**Dataset records on where objects are located**

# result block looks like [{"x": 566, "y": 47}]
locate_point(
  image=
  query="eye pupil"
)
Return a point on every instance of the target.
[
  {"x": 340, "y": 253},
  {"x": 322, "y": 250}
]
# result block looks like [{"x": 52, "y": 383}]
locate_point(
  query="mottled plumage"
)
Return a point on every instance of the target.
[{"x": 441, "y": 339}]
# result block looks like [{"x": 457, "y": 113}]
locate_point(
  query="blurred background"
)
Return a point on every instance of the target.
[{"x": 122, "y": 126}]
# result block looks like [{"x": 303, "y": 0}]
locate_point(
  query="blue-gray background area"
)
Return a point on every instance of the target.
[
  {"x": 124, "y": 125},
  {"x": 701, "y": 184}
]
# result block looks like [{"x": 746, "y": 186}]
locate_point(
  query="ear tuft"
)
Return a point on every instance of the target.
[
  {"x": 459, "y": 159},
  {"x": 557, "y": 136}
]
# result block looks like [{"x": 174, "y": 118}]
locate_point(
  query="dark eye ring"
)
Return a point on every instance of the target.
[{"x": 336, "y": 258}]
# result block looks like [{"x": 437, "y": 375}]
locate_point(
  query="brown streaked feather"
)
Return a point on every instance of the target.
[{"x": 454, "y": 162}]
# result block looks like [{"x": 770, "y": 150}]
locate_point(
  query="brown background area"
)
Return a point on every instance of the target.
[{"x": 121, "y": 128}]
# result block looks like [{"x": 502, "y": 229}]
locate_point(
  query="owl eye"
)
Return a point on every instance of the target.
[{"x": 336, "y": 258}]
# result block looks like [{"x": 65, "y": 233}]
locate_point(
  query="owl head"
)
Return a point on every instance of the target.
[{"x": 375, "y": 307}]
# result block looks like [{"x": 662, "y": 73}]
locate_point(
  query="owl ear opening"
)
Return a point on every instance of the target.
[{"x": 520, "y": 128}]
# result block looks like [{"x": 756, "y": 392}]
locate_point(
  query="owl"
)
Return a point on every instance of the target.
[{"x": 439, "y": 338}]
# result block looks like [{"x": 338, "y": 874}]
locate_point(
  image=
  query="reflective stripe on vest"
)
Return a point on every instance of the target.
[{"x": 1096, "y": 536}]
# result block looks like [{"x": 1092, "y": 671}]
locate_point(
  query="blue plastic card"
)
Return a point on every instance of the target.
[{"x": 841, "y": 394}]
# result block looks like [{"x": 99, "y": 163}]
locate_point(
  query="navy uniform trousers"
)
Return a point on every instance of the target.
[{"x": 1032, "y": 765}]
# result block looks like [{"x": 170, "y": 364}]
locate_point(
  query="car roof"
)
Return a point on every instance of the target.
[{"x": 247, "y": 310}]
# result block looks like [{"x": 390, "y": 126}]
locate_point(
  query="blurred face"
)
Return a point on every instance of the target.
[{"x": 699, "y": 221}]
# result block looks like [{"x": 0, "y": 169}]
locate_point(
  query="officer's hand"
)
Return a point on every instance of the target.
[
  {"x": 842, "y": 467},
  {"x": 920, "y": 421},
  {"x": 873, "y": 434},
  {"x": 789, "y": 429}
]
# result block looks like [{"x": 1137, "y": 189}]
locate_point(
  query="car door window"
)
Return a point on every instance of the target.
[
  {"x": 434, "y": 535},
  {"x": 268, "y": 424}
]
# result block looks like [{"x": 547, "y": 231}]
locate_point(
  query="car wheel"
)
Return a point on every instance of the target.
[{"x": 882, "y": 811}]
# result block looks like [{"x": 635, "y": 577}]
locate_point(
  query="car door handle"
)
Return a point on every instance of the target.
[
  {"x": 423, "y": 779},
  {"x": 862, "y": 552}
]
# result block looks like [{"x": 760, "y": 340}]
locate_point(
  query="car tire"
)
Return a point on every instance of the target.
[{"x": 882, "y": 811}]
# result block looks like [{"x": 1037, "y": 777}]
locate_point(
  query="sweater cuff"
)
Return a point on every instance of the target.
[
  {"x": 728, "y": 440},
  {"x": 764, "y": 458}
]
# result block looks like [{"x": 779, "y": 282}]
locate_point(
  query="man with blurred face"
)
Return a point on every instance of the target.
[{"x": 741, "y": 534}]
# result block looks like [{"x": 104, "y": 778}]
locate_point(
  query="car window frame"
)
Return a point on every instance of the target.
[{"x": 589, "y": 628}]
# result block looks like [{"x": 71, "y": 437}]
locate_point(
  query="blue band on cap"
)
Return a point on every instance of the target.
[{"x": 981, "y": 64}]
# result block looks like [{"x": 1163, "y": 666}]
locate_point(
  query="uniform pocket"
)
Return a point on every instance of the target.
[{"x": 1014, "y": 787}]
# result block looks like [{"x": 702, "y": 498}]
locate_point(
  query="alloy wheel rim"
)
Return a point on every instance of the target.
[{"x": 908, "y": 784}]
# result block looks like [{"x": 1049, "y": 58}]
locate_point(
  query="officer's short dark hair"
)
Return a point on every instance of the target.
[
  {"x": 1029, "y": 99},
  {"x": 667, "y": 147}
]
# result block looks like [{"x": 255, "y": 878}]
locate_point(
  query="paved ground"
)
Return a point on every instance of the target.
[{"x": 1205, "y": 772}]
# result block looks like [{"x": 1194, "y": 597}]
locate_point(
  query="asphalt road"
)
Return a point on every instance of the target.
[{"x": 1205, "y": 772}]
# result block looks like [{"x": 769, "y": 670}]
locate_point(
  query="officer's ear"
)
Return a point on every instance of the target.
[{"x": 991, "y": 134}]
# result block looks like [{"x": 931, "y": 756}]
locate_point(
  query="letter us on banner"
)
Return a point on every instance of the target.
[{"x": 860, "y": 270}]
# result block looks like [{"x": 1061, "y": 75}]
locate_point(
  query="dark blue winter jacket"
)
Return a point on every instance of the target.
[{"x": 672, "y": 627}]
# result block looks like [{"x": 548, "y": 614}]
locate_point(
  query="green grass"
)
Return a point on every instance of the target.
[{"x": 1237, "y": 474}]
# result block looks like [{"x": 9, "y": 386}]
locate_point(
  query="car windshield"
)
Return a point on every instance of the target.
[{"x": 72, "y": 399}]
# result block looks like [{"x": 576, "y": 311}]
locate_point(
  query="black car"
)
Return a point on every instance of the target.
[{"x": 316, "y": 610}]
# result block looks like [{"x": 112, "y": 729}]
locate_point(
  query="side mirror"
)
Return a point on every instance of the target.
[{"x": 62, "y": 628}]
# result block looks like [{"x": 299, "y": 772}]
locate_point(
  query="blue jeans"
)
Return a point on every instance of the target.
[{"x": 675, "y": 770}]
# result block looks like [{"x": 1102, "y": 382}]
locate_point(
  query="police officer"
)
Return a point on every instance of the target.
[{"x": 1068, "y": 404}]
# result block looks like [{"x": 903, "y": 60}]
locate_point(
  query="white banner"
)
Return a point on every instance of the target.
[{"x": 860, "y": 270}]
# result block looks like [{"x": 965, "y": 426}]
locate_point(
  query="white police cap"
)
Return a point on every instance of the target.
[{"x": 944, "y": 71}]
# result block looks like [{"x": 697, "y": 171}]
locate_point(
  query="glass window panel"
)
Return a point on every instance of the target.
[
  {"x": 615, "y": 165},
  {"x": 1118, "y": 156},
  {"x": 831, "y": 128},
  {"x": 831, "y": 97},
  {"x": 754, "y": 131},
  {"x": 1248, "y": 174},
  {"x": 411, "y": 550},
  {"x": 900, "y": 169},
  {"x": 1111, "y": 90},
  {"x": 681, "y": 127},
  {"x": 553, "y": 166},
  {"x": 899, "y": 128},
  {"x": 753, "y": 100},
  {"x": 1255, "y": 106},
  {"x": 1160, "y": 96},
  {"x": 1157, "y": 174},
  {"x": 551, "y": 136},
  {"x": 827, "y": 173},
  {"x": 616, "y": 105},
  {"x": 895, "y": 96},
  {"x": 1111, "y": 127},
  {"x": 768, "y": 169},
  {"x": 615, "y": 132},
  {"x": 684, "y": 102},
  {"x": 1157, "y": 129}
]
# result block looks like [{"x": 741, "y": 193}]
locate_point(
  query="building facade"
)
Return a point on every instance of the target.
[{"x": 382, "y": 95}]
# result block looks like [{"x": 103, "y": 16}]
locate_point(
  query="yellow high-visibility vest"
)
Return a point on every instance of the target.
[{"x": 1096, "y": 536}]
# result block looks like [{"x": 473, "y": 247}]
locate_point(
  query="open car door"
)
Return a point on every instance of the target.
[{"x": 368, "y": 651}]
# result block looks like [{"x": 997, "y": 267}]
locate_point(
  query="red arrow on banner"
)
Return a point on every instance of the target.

**INSTRUCTIONS TO FOLLOW**
Show every line of the listing above that contains the string "police".

**FULL ANSWER**
  query="police officer"
  query="white police cap"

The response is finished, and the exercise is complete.